[Stored data entries]
* * * * *

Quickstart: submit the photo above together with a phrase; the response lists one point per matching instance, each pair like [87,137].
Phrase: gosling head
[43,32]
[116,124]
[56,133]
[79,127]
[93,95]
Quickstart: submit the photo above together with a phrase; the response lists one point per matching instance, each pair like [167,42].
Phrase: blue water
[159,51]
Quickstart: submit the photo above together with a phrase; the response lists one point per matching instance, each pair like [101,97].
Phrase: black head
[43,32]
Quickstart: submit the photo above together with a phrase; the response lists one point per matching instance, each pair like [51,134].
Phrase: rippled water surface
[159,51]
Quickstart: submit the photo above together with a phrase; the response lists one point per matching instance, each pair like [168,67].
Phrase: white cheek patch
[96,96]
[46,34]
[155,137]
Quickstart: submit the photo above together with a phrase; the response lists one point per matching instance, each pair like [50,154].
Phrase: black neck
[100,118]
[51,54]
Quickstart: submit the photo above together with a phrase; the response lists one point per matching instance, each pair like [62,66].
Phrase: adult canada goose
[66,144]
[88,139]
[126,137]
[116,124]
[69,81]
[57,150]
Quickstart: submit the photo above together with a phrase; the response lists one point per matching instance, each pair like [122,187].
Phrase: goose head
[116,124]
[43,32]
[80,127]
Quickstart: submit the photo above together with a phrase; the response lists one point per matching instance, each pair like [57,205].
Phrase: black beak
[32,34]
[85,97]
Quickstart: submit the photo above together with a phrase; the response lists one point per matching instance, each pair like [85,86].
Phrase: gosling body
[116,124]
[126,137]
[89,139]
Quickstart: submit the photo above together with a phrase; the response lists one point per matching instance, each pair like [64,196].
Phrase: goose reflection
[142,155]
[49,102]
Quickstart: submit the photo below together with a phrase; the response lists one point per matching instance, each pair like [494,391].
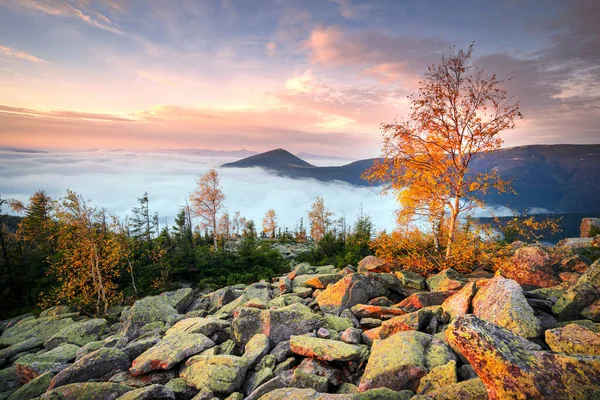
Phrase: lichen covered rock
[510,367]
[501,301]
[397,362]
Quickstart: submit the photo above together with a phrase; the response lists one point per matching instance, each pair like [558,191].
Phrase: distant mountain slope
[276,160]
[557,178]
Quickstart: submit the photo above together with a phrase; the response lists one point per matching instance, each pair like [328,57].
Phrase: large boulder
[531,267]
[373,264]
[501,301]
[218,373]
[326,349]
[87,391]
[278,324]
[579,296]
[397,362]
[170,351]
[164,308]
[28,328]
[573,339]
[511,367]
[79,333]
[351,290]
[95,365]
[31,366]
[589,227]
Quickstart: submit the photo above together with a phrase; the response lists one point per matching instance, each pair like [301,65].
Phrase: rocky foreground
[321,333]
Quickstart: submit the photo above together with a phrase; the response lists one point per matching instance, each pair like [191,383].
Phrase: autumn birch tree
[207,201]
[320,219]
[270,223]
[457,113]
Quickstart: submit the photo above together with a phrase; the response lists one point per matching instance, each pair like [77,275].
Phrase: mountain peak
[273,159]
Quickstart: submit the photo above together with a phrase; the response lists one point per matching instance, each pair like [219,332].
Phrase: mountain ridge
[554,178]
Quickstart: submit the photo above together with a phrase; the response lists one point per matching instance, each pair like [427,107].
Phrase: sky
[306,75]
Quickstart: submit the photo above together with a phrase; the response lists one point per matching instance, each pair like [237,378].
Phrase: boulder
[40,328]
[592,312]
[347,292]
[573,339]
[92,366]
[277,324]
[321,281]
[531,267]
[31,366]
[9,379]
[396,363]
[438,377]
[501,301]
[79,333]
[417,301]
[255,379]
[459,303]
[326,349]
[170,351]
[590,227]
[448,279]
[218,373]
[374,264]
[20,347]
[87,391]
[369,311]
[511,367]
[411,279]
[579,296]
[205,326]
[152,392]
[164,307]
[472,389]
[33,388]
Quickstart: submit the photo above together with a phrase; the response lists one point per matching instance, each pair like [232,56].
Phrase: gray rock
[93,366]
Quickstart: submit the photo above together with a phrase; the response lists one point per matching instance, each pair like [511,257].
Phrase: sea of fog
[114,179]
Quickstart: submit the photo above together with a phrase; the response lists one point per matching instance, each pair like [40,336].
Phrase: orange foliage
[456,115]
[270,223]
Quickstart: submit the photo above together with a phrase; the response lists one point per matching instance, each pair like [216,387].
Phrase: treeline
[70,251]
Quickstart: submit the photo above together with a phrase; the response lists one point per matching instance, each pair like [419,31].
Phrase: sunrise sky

* * * * *

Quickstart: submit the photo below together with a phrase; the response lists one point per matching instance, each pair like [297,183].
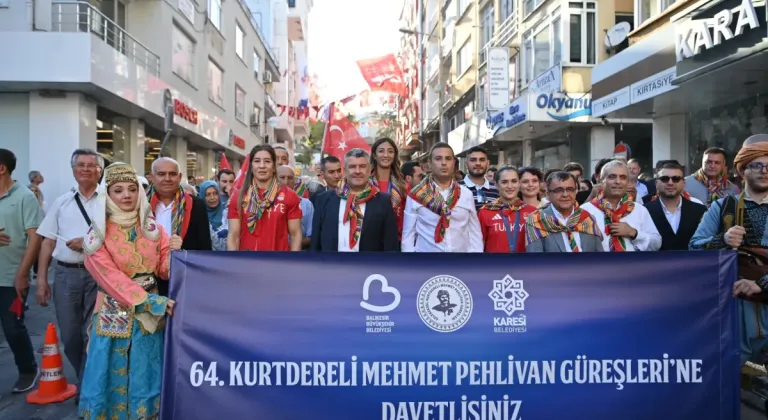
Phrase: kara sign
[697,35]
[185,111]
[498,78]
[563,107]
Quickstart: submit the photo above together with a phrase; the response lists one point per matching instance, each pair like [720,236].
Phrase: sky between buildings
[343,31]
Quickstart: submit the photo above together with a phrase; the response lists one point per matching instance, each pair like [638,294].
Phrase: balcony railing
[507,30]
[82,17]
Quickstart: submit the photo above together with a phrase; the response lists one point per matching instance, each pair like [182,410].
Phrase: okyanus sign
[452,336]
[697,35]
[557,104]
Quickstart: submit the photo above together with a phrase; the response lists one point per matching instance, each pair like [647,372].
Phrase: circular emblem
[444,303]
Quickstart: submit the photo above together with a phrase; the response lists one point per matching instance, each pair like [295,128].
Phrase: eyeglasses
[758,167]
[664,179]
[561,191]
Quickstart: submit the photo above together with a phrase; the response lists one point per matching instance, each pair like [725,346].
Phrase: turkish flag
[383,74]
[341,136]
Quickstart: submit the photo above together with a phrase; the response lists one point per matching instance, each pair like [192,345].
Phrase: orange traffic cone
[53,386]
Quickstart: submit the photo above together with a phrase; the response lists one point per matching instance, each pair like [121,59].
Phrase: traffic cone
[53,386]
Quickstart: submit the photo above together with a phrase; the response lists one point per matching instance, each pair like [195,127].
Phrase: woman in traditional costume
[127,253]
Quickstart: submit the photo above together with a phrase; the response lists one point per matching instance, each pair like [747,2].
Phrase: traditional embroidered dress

* * * * *

■ **Your assignment**
In the data above, find each line that has the word "below" and copy it out.

■ **Result for this exercise**
Quickstart: submit the photo below together with a phrase; the response lists one point per matching instance, each pair like [494,391].
Quickstart: submit the photo below together with a phrase; the response lists one point per matching instance, each pair like [297,183].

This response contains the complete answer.